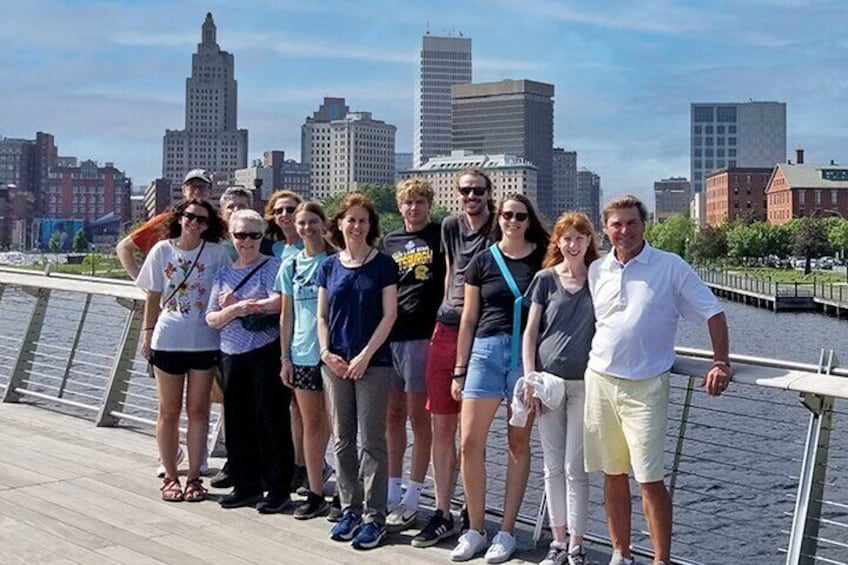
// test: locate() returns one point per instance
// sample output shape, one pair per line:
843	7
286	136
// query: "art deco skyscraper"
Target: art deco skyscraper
445	61
211	139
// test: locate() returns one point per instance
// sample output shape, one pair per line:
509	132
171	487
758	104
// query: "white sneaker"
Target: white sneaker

- _Work to be completed_: Copy the listing above line for line, leaving out the pictures.

- _Final result_:
// test: locate() returns one point per instance
// sample output shape, one pair per line:
843	7
286	136
// query: "art deco skyscraper"
Target: art deco skyscraper
445	61
211	139
// test: locate() returns one point per instance
// sample output shape, one pair per line:
509	132
171	487
758	104
// query: "white sneaker"
Target: white sneaker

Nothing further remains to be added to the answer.